**TASKS AND EXERCISES**:
**1)** Output the part of the battery weld inspection text from "Many batteries in" up to and including "out or reworked.", copying it word for word.
**2)** Answer these questions using the battery weld inspection text.
(a) How many round cells make up many batteries in the automotive sector?
(b) What cycle time does the description of the challenges give for the inspection?
(c) With whom is the robot cell developed?

**DOCUMENT SEGMENT**:
With the massive increase in sales of electric cars, scalable fully automated testing of battery cell contacts is becoming increasingly important. The cells are usually connected by laser or ultrasonic welding. If a welded contact is not made properly in the process, the entire battery can fail. But how do you check a number of several hundred welding points reliably and quickly? Laser thermography enables such an inspection in a non-contact, non-destructive, reliable way – and in less than a second.
Many batteries in the automotive sector consist of several hundred round cells, where every contact must be reliably made. Electrical testing alone is not sufficient to guarantee the desired reliability. Thermographic testing is able to determine the connection cross-section. If the parameters are below the prescribed area, or in extreme cases, if there is a completely missing connection between the cell and the contacting (so-called “false friends”), the faulty battery is sorted out or reworked.
The challenges lie in the accessibility of the joining connection, the high thermal conductivity of the joining partners and the short cycle time available. As a rule, there is only one-sided access here, so that the contacts cannot simply be tested in transmission. In addition, the plastic carrier system must not be heated too much by the scattered radiation. The surface conditions are also challenging; there are a large number of irregular reflections, and weld spatter in particular can light up strongly in the inspection process. This requires high power excitation and sophisticated image processing to reduce the influence of these effects. And all this in a cycle time of less than half a second.
The solution: robotics
In order to be able to test quickly and robustly at the same time, it was important to be able to position the probe quickly and very reproducibly. In thermographic testing, it is not the absolute heating that is considered, but its temporal behavior, i.e. how the heat propagates in the time domain. The inspection requires a high laser intensity and a sensitive, sufficiently fast IR camera. Due to the high flexibility of the robotics, different cells and weld contact geometries can also be covered with one inspection head.
The project planning:
The customer sends edevis various “in order” and “not in order” sample parts at the beginning of the cooperation. edevis provides the customer with a feasibility study with documentation in connection with a corresponding quotation. The thermographic testing technology and the testing software is provided by edevis, the robot cell is developed with an OEM. Robot cells can be developed for prototype development in the laboratory, in-line or in-line testing.

**RECORDS**:

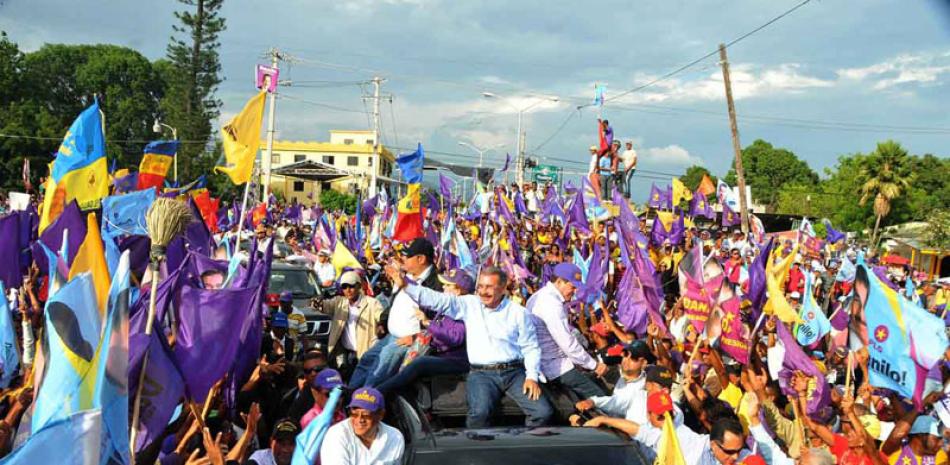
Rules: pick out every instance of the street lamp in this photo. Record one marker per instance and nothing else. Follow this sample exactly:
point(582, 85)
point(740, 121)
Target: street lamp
point(157, 128)
point(519, 142)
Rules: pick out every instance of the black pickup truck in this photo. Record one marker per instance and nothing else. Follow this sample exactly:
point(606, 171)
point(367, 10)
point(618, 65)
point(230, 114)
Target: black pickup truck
point(442, 441)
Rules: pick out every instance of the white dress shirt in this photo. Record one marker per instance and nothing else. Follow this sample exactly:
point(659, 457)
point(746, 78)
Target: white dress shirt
point(492, 335)
point(341, 446)
point(560, 350)
point(402, 314)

**RESPONSES IN ORDER**:
**1)**
Many batteries in the automotive sector consist of several hundred round cells, where every contact must be reliably made. Electrical testing alone is not sufficient to guarantee the desired reliability. Thermographic testing is able to determine the connection cross-section. If the parameters are below the prescribed area, or in extreme cases, if there is a completely missing connection between the cell and the contacting (so-called “false friends”), the faulty battery is sorted out or reworked.

**2)**
(a) Several hundred round cells.
(b) Less than half a second.
(c) With an OEM.